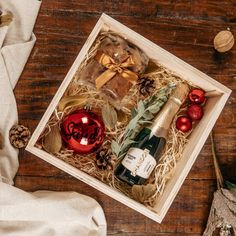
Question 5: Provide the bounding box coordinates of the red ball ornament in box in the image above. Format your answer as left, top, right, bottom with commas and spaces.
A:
176, 116, 192, 133
187, 104, 203, 120
188, 89, 206, 104
61, 110, 105, 154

********************

Can you render every line of the items above as a JSON list of strings, one string per line, with blank lines skipped and the pictures left out?

[
  "Question 5: Provide the bounding box coordinates of the red ball ornament in box in the image above. Format your answer as left, top, right, bottom with commas and spaces.",
  "A:",
  "176, 116, 192, 133",
  "187, 104, 203, 120",
  "188, 89, 206, 104",
  "61, 110, 105, 154"
]